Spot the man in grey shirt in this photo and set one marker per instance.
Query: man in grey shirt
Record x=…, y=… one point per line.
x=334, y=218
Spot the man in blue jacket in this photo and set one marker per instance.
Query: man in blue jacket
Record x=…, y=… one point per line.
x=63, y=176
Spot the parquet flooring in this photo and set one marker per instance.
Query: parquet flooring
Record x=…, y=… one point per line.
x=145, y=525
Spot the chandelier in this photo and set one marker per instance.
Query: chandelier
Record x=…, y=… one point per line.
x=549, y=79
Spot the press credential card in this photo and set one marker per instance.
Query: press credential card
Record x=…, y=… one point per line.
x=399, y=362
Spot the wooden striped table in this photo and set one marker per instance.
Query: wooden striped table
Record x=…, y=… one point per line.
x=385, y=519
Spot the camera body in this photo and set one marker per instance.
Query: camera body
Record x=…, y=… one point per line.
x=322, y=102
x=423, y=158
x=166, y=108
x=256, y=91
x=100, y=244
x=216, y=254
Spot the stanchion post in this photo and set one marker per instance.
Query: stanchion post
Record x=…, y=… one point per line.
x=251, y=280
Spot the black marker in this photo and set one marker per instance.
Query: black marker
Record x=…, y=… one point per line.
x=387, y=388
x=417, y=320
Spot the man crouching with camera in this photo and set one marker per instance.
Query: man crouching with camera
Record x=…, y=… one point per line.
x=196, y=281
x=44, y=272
····················
# WORK TO COMPLETE
Convert the items above into a two-column CSV with the columns instruction and points and one row per item. Put each item's text in instruction and its answer in points, enclosing each field in double quotes and replacing line breaks with spaces.

# TASK ANSWER
instruction,points
"Spot the man in grey shirt in this photo and set one marker per instance. Query: man in grey shirt Record x=…, y=… one point per line.","x=334, y=218"
"Spot the man in blue jacket in this photo and set one marker per instance. Query: man in blue jacket Record x=…, y=… one point per line.","x=63, y=176"
"Spot the parquet flooring in this photo and set one marker per instance. Query: parquet flooring Record x=…, y=… one point per line.","x=145, y=525"
"Spot the chandelier in this photo and set one marker per instance. Query: chandelier Record x=…, y=… one point per line.","x=549, y=79"
"Spot the press credential card in this photo and set one marker per instance. Query: press credential card Record x=…, y=… one point per line.","x=399, y=362"
"Spot the wooden striped table in this photo and set one marker per instance. Query: wooden striped table Record x=…, y=… one point per line.","x=385, y=519"
"Spot the camera body in this photo and set one marker per instance. Query: camera body Record x=…, y=… one point per line.","x=322, y=102 x=423, y=158 x=166, y=108 x=256, y=91 x=100, y=244 x=216, y=254"
"Spot the stanchion post in this photo and set one marker per instance. Query: stanchion post Record x=…, y=… one point per line.","x=251, y=280"
"Spot the black marker in this photo and set one marker per instance. Query: black marker Record x=…, y=… one point per line.","x=387, y=388 x=417, y=320"
"Spot the man crouching with camera in this photo and set one marker per instance. Query: man crouching with camera Record x=…, y=… one point per line.","x=196, y=281 x=44, y=272"